» **Instruction a**
Decide whether each statement below agrees with the passage on the cleaning device, answering yes or no and quoting the deciding words of the passage: (i) the pad supporting lever 70 is mounted on the first torsion spring 94; (ii) the pressing lever 31 is one of the parts of the cleaning device 61; (iii) the first torsion spring 94 applies force that moves the pad body 62 away from the front bottom roller 28.

As indicated above, the draft device 7 according to the present embodiment includes the cleaning device 61 for cleaning the front bottom roller 28. The cleaning device 61 includes the pad supporting lever 70, the fixed member 90, the first torsion spring 94, and the pressing lever 31. The pad supporting lever 70 supports the pad body 62. The pad supporting lever 70 is mounted on the fixed member 90 in a manner that the pad supporting lever 70 can be swung. The first torsion spring 94 is mounted on the fixed member 90, and applies force to swing the pad supporting lever 70 in a direction in which the pad body 62 is made into contact with the outer peripheral surface of the front bottom roller 28. By moving away from the front bottom roller 28, the pressing lever 31 can apply force to swing the pad supporting lever 70 in a direction in which the pad body 62 is moved away from the outer peripheral surface of the front bottom roller 28.

» **Provided records**
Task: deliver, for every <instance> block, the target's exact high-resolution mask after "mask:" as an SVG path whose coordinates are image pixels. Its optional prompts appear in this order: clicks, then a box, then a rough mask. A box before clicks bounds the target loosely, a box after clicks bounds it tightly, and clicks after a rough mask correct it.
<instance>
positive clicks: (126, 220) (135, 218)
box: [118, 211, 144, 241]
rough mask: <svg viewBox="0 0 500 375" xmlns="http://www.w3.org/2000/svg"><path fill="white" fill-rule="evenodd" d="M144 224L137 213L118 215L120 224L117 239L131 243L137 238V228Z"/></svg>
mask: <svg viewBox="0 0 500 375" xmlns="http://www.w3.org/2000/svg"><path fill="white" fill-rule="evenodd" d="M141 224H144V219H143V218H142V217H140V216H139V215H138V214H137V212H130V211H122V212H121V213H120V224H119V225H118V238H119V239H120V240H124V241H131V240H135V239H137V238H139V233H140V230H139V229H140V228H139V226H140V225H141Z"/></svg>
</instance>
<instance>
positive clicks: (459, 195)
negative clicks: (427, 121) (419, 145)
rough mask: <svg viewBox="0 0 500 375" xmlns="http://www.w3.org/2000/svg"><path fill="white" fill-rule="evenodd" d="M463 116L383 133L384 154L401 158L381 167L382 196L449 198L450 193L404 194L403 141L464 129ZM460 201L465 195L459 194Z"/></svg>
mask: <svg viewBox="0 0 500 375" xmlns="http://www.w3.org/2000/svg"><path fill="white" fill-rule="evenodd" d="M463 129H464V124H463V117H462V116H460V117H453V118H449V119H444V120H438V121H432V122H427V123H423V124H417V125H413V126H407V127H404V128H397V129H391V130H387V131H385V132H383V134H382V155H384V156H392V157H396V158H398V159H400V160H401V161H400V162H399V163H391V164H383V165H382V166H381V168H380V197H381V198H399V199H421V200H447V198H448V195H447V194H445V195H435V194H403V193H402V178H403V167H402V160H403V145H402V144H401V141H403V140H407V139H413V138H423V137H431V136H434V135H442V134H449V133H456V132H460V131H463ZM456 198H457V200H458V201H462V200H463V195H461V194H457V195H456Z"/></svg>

» **Instruction b**
Locate each line of the records that holds the string "instance", and copy those lines.

» **Response area a**
(i) No: "The pad supporting lever 70 is mounted on the fixed member 90 in a manner that the pad supporting lever 70 can be swung."
(ii) Yes: "The cleaning device 61 includes the pad supporting lever 70, the fixed member 90, the first torsion spring 94, and the pressing lever 31."
(iii) No: "applies force to swing the pad supporting lever 70 in a direction in which the pad body 62 is made into contact with the outer peripheral surface of the front bottom roller 28."

» **Response area b**
Task: deliver, for every <instance> block, the target's exact high-resolution mask after "mask:" as an SVG path whose coordinates are image pixels. Its optional prompts appear in this order: clicks, then a box, then a rough mask. A box before clicks bounds the target loosely, a box after clicks bounds it tightly, and clicks after a rough mask correct it.
<instance>
</instance>
<instance>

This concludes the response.